→ **EXERCISE A**:
In the entries, swap "exterior ring" for "outer ring" from the line containing "Segment every instance of the arched" through the end of the entries, and give those lines again with nothing else changed.

→ **SELECTED TEXT**:
....
Thanks for the replies. The ears are there to stop the bolt turning because once they've been put in the hole and the hole plugged they need to stay in position when you use the spanner (wrench) on the nut. I'm not specially interested in historically correct, but I do like the idea of clear gunnels. If no one knows where I can get some at a reasonable price, I'll make some up (or a variation) by silver soldering bits onto brass threaded bar. I'll have to have a good look round the knock down furniture sites to see if I can find something that will do the same job.
Sam
 
I am not aware of anyone making bolts like the ones you removed from your canoe.

The flanges or ears on the shaft of the bolt are clearly intended to sink into the wood as a nut is tightened onto the bolt; I doubt that it is necessary to pre-cut a slot, just as it is not necessar to cut a square section in a bolt hole when fittig a carriage bolt. The flanges serve the same purpose as the square section under the head of a carriage bolt.

The only things that I have found at all similar are timber bolts, which are usualy large and galvanized < https://www.boltdepot.com/Timber_bolts_Hot_dipped_galvanized_steel.aspx >

or rib neck carriage bolts (in the UK, even) --
< http://www.fastenerdata.co.uk/fasteners/bolts/carriage/unc-rib-neck-carriage-bolt-sae-588-b185.html > -- I don’t think these would work well in wood except perhaps in very hard dense wood, because the ribs are not very deep.

I would think that new carriage bolts (preferably silicon bronze) would work just fine if properly countersunk.
 
Thanks Greg - give yourself extra points for the UK supplier!
I've thought about carriage bolts - they'd be even better if I grind the head diameter down a bit. The small heads on the original meant that the plugs covering them were nice and small - very neat. I'm way off the stage of needing them yet so I'll leave the ideas to ferment in my mind.

On a slightly different topic, did old town stain their mahogany seats and rails the typical old red mahogany colour you see on antique furniture - or just varnish straight on? I ask because my build record shows a "red mahogany stripe". There are traces of a reddish stain - or may be paint- on the inside of the inwhales and as the whole gunnel assembly was in such poor state I couldn't tell if they'd originally been stained, or whether the colour was my guide for the stripe on the finished boat.

Sam
 
did old town stain their mahogany seats and rails the typical old red mahogany colour you see on antique furniture - or just varnish straight on?

There are mixed reports on this topic. It appears that they would use stain in some cases and not in others. This probably depended on how much color variation there was in the mahogany they had available. I have an Otca in AA grade from 1927 where the decks have clearly been stained and one from 1936 that has none. The mahogany stripe mentioned on your build record would have been with paint on the outside of the canvas below the gunwales.

Benson
 
Fin-Head or Fin-Necked bolts. After not locating a source, I started trying to reproduce them by grinding the head of a hex bolt to size, then asking a blacksmith friend to smash the fins... he didn't bite, said he'd have to make the tools to create the shape, and it would get very expensive. He indicated it would be much easier with brass, but not sure if bronze, or silicon bronze would work well with that method... not to mention what the heating would do for the metals. I didn't get any further.
....
[Boundary labeling items]
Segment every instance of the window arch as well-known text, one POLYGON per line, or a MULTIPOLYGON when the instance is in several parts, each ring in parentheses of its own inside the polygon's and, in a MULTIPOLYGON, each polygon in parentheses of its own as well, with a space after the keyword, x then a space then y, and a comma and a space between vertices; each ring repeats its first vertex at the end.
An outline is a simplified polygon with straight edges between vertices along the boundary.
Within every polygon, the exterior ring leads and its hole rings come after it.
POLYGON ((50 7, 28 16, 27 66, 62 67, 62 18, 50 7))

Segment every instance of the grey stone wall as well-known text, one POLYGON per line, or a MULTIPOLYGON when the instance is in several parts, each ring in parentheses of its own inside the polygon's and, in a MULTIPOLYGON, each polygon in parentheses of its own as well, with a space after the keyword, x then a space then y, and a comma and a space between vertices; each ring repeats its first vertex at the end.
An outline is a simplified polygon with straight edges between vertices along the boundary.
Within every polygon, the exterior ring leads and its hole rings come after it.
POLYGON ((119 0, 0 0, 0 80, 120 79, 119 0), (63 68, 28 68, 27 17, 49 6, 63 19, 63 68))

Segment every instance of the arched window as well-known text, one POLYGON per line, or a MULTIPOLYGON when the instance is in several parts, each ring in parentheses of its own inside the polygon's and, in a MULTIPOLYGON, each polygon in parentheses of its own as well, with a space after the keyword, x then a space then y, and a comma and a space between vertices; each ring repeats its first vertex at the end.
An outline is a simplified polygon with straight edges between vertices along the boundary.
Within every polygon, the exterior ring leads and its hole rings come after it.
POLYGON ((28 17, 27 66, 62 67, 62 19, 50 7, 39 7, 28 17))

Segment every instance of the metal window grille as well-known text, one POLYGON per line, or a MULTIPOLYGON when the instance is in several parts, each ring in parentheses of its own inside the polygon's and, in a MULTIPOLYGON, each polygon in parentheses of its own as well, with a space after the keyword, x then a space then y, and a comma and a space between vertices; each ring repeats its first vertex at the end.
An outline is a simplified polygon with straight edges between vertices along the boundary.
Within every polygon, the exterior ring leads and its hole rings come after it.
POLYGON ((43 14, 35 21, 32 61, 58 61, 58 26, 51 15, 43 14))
....
→ **EXERCISE B**:
In the canoe bolt discussion above, condense the paragraph beginning "There are mixed reports on this topic" into a shorter version that keeps its main facts.

→ **FULL SOLUTION A**:
Segment every instance of the arched window as well-known text, one POLYGON per line, or a MULTIPOLYGON when the instance is in several parts, each ring in parentheses of its own inside the polygon's and, in a MULTIPOLYGON, each polygon in parentheses of its own as well, with a space after the keyword, x then a space then y, and a comma and a space between vertices; each ring repeats its first vertex at the end.
An outline is a simplified polygon with straight edges between vertices along the boundary.
Within every polygon, the outer ring leads and its hole rings come after it.
POLYGON ((28 17, 27 66, 62 67, 62 19, 50 7, 39 7, 28 17))

Segment every instance of the metal window grille as well-known text, one POLYGON per line, or a MULTIPOLYGON when the instance is in several parts, each ring in parentheses of its own inside the polygon's and, in a MULTIPOLYGON, each polygon in parentheses of its own as well, with a space after the keyword, x then a space then y, and a comma and a space between vertices; each ring repeats its first vertex at the end.
An outline is a simplified polygon with straight edges between vertices along the boundary.
Within every polygon, the outer ring leads and its hole rings come after it.
POLYGON ((43 14, 35 21, 32 61, 58 61, 58 26, 51 15, 43 14))

→ **FULL SOLUTION B**:
Reports are mixed: stain appears to have been used in some cases and not in others, probably depending on how much color variation the available mahogany had. Of two AA-grade Otcas, the 1927 one has clearly stained decks and the 1936 one has none. The mahogany stripe on the build record would have been paint on the outside of the canvas below the gunwales.